▸ Exercise
Without including any picture, transcribe the entries below word for word.

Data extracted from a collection
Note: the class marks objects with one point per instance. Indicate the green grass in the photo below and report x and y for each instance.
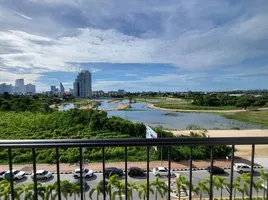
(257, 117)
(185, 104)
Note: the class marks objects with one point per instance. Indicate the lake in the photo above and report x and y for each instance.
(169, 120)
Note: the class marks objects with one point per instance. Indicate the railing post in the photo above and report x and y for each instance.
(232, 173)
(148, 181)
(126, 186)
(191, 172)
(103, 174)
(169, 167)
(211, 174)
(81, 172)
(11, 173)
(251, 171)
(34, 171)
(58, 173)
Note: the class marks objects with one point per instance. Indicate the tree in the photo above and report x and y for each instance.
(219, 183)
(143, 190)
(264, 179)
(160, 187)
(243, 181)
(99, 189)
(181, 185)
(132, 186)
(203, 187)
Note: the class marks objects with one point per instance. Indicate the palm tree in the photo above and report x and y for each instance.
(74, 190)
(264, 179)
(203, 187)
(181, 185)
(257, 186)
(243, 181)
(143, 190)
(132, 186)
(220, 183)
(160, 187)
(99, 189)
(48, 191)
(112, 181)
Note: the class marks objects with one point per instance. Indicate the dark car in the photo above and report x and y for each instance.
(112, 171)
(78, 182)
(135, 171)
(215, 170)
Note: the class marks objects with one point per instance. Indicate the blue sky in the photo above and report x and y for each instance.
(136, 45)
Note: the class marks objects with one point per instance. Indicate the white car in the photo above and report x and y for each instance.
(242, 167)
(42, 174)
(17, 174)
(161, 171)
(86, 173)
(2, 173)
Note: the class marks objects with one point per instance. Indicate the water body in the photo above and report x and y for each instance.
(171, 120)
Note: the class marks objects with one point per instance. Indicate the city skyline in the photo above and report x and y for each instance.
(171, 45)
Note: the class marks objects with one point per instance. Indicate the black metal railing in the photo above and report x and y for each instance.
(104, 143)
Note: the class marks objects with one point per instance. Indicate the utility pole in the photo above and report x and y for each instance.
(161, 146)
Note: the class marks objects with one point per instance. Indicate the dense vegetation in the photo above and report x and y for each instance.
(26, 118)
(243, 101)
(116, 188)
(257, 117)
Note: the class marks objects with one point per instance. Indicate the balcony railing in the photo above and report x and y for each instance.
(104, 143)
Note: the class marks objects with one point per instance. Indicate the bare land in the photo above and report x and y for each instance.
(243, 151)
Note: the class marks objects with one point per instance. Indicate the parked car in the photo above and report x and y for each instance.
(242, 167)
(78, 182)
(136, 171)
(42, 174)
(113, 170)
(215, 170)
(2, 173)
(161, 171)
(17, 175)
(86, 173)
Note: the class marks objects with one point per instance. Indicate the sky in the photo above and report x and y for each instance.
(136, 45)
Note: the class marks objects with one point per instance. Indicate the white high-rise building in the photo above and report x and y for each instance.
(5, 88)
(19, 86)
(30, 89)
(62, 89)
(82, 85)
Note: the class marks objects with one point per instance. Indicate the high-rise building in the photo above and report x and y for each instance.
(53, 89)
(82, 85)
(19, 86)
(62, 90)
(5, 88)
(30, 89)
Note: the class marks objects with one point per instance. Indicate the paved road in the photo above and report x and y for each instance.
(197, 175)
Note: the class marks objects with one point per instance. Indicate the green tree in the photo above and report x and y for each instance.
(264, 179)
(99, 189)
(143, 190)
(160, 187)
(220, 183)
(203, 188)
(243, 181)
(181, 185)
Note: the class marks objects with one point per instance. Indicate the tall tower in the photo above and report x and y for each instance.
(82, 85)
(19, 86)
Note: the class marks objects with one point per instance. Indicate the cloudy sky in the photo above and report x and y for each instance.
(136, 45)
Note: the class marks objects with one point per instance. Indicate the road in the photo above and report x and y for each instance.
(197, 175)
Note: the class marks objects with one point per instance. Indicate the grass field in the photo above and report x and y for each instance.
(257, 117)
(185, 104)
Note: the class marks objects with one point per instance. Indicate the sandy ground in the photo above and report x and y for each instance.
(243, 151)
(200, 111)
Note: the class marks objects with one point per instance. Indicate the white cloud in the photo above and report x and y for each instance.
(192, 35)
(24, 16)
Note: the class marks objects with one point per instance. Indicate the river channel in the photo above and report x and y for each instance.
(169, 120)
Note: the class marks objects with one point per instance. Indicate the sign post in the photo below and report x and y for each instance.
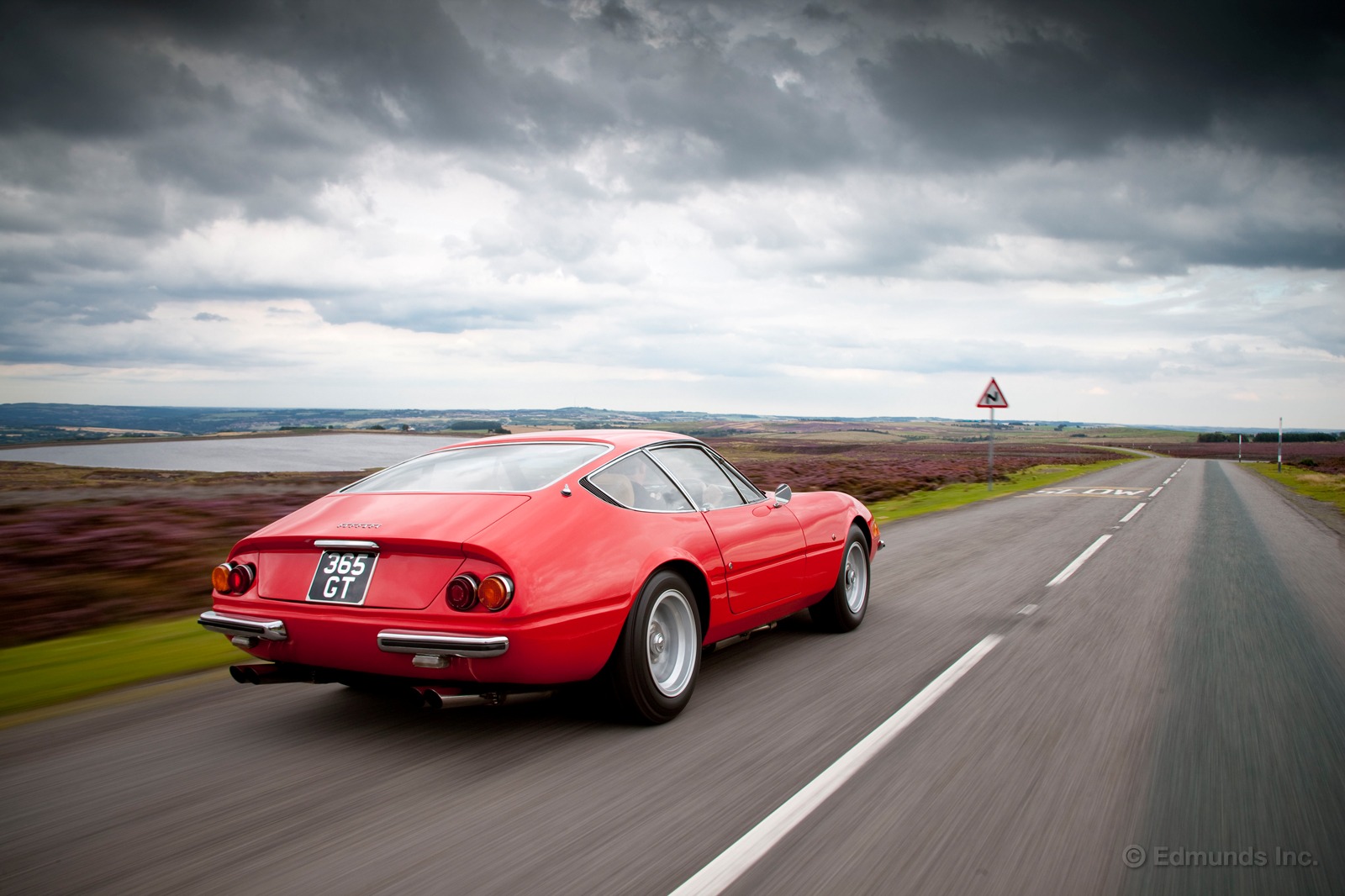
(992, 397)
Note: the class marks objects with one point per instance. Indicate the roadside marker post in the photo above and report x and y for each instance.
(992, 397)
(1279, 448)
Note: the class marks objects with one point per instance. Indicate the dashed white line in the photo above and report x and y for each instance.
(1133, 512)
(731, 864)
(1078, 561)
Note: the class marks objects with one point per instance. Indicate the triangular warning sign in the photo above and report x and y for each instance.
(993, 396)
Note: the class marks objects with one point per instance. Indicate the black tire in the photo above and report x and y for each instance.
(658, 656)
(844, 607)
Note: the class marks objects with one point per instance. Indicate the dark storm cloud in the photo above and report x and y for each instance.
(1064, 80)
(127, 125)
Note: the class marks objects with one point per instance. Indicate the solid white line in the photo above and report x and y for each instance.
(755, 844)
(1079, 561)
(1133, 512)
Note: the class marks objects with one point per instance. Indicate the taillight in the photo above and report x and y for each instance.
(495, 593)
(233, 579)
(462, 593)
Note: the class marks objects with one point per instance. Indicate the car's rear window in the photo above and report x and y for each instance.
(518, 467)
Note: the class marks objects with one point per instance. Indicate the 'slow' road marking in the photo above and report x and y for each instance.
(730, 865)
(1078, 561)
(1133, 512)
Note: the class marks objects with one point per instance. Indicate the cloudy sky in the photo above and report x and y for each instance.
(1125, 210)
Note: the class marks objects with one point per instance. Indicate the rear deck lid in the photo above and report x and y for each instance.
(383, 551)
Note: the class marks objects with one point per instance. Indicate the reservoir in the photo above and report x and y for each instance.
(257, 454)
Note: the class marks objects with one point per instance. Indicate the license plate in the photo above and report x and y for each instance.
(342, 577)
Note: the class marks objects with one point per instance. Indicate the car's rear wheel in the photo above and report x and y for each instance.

▸ Written answer
Note: the class marks objects with one point per instance. Indicate the green grass in the photo below and report x and y for each instance.
(257, 117)
(185, 104)
Note: the class marks objects with one point per instance. Indicate the lake in the photo above and report x and y for each instance.
(169, 120)
Note: the class marks objects with one point per instance. Indicate the railing post in the photo above and report x and y for each instance.
(232, 173)
(148, 181)
(126, 186)
(191, 172)
(103, 174)
(169, 167)
(211, 174)
(81, 172)
(11, 173)
(251, 171)
(34, 171)
(58, 173)
Note: the class marks objects with one point per instance. Indicate the tree in the photo above and report x and y for each instance.
(219, 183)
(143, 190)
(264, 179)
(160, 187)
(243, 181)
(99, 189)
(181, 185)
(132, 186)
(203, 187)
Note: the class marks objects with one point per instance. Indicate the palm tree in the photo above and report x and y for each instance.
(74, 190)
(264, 179)
(203, 187)
(181, 185)
(257, 186)
(243, 181)
(143, 190)
(132, 186)
(220, 183)
(160, 187)
(99, 189)
(48, 191)
(112, 181)
Note: the class marks objects with one point per instance. Indicate the dark car in the photo above and report x and y for each instance.
(112, 171)
(78, 182)
(135, 171)
(215, 170)
Note: the class marks objects with one point per instance. Indicate the blue sky in the photo above and report x and y for each instance.
(136, 45)
Note: the class marks objects with one point per instance. Indicate the white car in the photo above and report x and y for each instance.
(242, 167)
(42, 174)
(17, 174)
(161, 171)
(86, 173)
(2, 173)
Note: the class marks objects with one point per instance. Indicate the water body in the photo above and report x and y for each instance.
(171, 120)
Note: the class marks objects with one point per instance. Indicate the city skyline in the photo above and report x and y for each instance.
(171, 45)
Note: the class marks objects with one point per instance. Indicate the black metal railing in the photo above and report x and y for each instance.
(104, 143)
Note: the class marks objects with one point per instance. Indicate the utility pole in the photo above and report x and y for each instance.
(161, 146)
Note: the class marks objects with one point per instance. Indicate the dense vegetation in the photo above and report x and y for each instance.
(26, 118)
(243, 101)
(116, 188)
(257, 117)
Note: the class marks objects with one point per instance. Indicate the balcony railing in the photo above and report x and y for each instance.
(104, 143)
Note: the class marks objects with one point per instance. Indicate the bare land in the photo above and report x and y for each instance.
(243, 151)
Note: the class marks objects with one point per instance. Indicate the parked car in the photo above and report x and y for each instance.
(242, 167)
(78, 182)
(136, 171)
(42, 174)
(113, 170)
(215, 170)
(2, 173)
(161, 171)
(17, 175)
(86, 173)
Note: the class marks objects with one point per instance. Indicate the sky in the photo above and report x and y for each instance.
(136, 45)
Note: the class marks objects with one point per instance. Indicate the white high-rise building in the photo above and report x and y for each instance.
(5, 88)
(19, 86)
(30, 89)
(62, 89)
(82, 85)
Note: the class marks objects with one point per instance. Indicate the high-rise building in the photo above and report x and y for each instance.
(53, 89)
(82, 85)
(19, 86)
(62, 90)
(5, 88)
(30, 89)
Note: the class marks objects with one point per instance. Indicate the paved road in the photo above and report x and y for each instance.
(197, 175)
Note: the class marks objects with one point per instance. Indicate the green tree in the photo above and report x and y for each instance.
(264, 179)
(99, 189)
(143, 190)
(160, 187)
(220, 183)
(203, 188)
(243, 181)
(181, 185)
Note: the class marks objects with one point per instance. Indicate the tall tower in the photo above and report x and y for each instance.
(82, 85)
(19, 86)
Note: the class marks objects with one point per instance. Indicate the cloudy sky in the photo above and report x and y for each instance.
(136, 45)
Note: the class marks objects with one point per instance. Indicate the road in the photo above and report x and y for each instance.
(197, 175)
Note: the class marks objects with one point per instance. Indicate the grass field in the photo above and report x and y for each instance.
(257, 117)
(185, 104)
Note: the class marks objects with one point per instance. Indicate the sandy ground in the photo above and report x and y for each instance.
(243, 151)
(200, 111)
Note: the class marks objects with one point per instance. Indicate the white cloud in the photo above and report x and y for each instance.
(192, 35)
(24, 16)
Note: the class marks objects with one point per instance. Indicate the river channel in the photo above and report x and y for each instance.
(169, 120)
Note: the class marks objects with one point per instance. Indicate the sign post in the photo below and report x and y for each instance.
(992, 397)
Note: the class marks objects with one point per instance. Indicate the roadside marker post in the photo above and report x and y for each instance.
(992, 397)
(1279, 448)
Note: the class marks objects with one point per instance. Indicate the dashed white line in the photo above and report x and y for each instance.
(1133, 512)
(731, 864)
(1078, 561)
Note: the class marks objects with one point per instance. Indicate the triangular warning sign in the photo above and report x and y for each instance.
(993, 396)
Note: the class marks objects with one point per instance. Indicate the black tire in the photo above and report x and y for each instance.
(658, 656)
(844, 607)
Note: the class marks objects with one point per instance. Indicate the dark storm cloud in the photo above and report x and y for each instance.
(1064, 80)
(127, 125)
Note: the class marks objects with one point per instance. Indicate the solid white line in the photo above and report x and y for each instance.
(755, 844)
(1079, 561)
(1133, 512)
Note: the class marks objects with one point per instance. Indicate the taillight in the photo above and report x and y for each instance.
(495, 593)
(233, 579)
(462, 593)
Note: the class marks objects with one point per instance. Indicate the car's rear window in the photo above and report x and y for each instance.
(518, 467)
Note: the class marks objects with one point per instance. Indicate the 'slow' road marking in the photo above and report x and y for each instance.
(730, 865)
(1078, 561)
(1133, 512)
Note: the class marks objects with one point per instance. Indicate the cloudy sky in the photo above and report x and y for each instance.
(1125, 210)
Note: the class marks objects with one point per instance. Indicate the rear deck lid in the photo above and report x and y for each instance.
(383, 551)
Note: the class marks objects with one point per instance. Indicate the reservoir in the photo above and report x and y for each instance.
(257, 454)
Note: the class marks objects with one point per instance. Indicate the license plate in the photo above and report x and y for each instance.
(342, 577)
Note: the class marks objects with one point per instance. Indicate the car's rear wheel in the photo above and report x and y for each instance.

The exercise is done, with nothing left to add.